Written instruction ▸ Print the entries below verbatim, starting at their first line and ending at the line that contains "[[240, 34], [221, 14], [243, 70], [27, 54], [10, 116]]", with both ends included. Leave the pictures out of your output.

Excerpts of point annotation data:
□ □ □

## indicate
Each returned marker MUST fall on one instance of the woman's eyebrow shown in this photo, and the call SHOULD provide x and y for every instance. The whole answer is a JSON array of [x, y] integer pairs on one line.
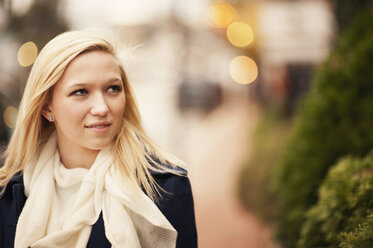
[[112, 80]]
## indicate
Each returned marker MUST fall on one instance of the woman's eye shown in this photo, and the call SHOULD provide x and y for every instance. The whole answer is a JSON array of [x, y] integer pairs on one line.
[[80, 92], [114, 88]]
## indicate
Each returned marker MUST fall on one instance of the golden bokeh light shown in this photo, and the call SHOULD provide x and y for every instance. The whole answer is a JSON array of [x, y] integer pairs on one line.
[[240, 34], [221, 14], [243, 70], [27, 54], [10, 116]]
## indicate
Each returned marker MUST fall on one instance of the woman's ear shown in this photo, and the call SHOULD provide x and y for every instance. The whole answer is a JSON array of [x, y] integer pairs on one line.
[[47, 113]]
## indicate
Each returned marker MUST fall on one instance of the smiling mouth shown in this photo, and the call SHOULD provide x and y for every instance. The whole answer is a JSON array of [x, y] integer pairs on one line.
[[98, 126]]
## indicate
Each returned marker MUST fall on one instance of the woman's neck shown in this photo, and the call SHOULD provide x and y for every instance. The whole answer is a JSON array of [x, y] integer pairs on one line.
[[76, 157]]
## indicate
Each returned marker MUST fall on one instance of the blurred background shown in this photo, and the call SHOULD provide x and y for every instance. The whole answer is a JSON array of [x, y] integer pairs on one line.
[[262, 99]]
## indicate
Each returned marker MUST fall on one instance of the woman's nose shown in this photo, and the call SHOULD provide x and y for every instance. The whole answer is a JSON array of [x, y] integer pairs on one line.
[[99, 105]]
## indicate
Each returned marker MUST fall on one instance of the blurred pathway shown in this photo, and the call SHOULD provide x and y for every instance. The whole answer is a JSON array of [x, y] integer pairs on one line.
[[216, 147]]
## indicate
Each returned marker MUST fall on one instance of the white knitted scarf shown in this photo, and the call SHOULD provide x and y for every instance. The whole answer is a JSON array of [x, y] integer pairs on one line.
[[131, 219]]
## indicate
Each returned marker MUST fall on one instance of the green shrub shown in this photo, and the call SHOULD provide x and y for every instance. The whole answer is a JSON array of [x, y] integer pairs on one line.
[[256, 177], [335, 120], [343, 215]]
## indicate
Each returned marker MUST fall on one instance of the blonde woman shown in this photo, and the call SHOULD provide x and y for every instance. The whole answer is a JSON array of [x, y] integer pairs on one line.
[[79, 169]]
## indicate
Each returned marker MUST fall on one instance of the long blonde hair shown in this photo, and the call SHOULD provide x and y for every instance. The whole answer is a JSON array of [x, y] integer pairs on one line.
[[133, 147]]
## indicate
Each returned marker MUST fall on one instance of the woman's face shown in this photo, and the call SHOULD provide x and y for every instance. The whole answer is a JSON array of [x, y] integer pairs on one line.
[[88, 102]]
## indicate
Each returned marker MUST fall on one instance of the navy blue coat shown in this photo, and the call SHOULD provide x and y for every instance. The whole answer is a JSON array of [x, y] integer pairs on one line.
[[177, 207]]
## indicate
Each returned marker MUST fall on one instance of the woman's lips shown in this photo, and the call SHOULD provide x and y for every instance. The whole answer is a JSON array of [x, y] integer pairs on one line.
[[99, 126]]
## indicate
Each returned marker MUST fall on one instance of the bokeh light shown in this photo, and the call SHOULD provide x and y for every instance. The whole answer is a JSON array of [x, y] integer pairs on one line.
[[243, 70], [27, 54], [10, 116], [240, 34], [221, 14]]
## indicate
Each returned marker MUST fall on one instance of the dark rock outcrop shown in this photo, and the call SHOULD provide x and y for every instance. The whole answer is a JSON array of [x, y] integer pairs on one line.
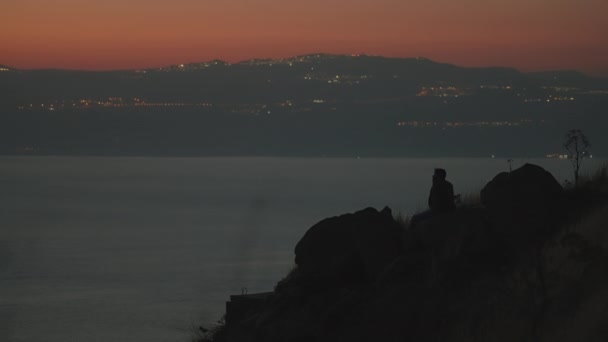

□ □ □

The result ▸
## indicate
Each returned marker MUST fall on one instance of the woman's eyebrow shown in this photo, and the call SHOULD provide x and y for every instance. The whole answer is a JSON array of [x, y] integer pairs on one line.
[[112, 80]]
## indicate
Each returned marker MUST fall on one instance of the woman's eye shown in this photo, and the call SHOULD provide x and y for every instance. The whole answer is a JSON array of [x, y] integer pairs on one line.
[[80, 92], [114, 88]]
## indicate
Each returned marker MUST fall on one instance of the golden bokeh light shown in this photo, and the call SHOULD provide x and y for every instance. The whole answer is a JSON array of [x, y] integer pairs on one line.
[[240, 34], [221, 14], [243, 70], [27, 54], [10, 116]]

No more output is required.